What is required =>
Please rewrite every line of the listing below, requests included, scaling each coordinate in the answers by 0.95 and rounding it to a whole number, halves up. Leave the pictures out.

Part of a data file:
++++++++++++++++++++

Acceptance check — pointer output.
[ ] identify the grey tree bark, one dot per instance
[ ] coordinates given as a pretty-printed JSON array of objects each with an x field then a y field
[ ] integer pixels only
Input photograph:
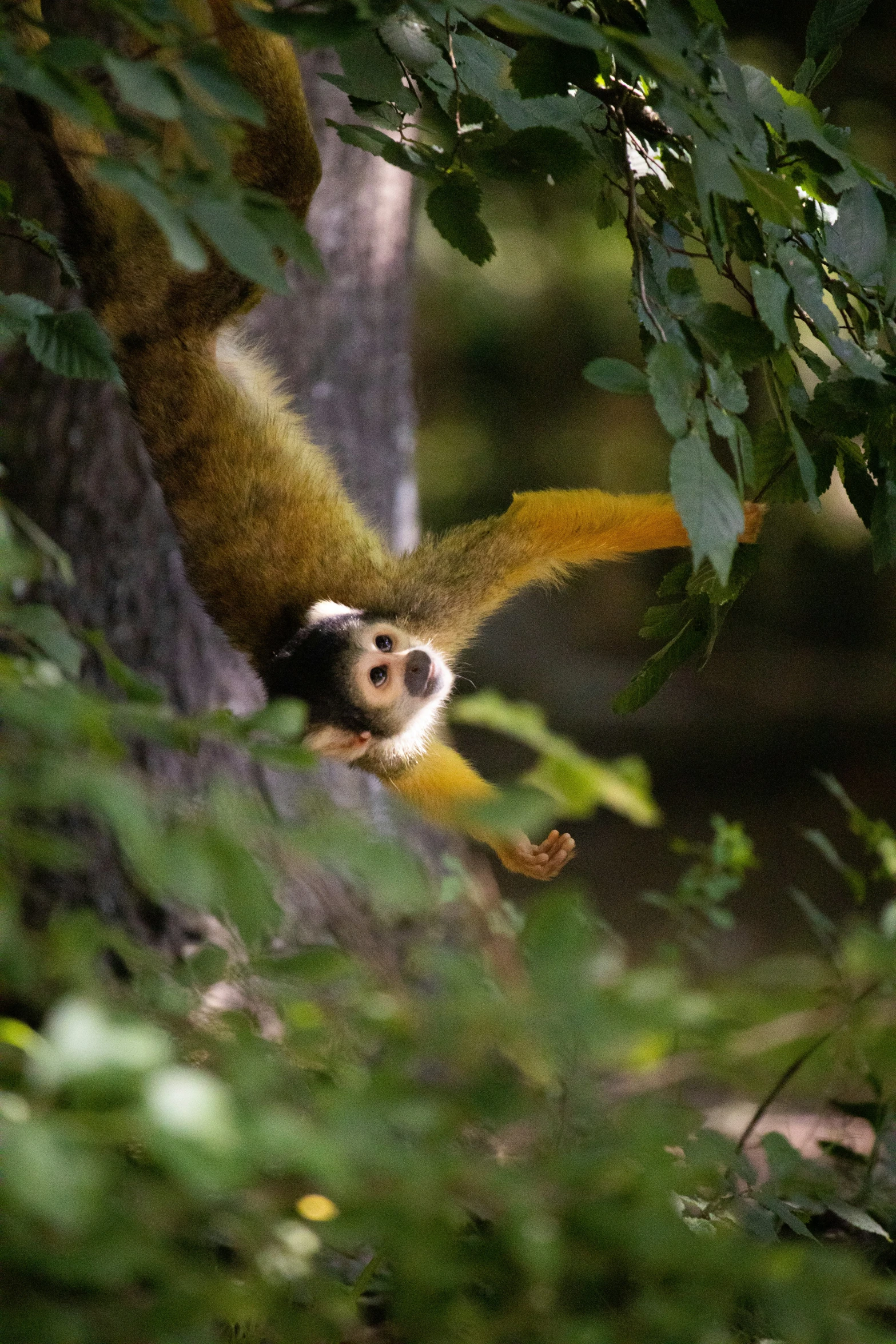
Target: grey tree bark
[{"x": 77, "y": 467}]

++++++++++++++++++++

Output =>
Acceptance check — pointer output.
[ ] identify the grey tree bark, one dot per instance
[ ] coordinates given as a pretty-printed JSON array of objects each with an x field then a y field
[ ] integer pixels only
Input photograph:
Target: grey tree bark
[{"x": 73, "y": 444}]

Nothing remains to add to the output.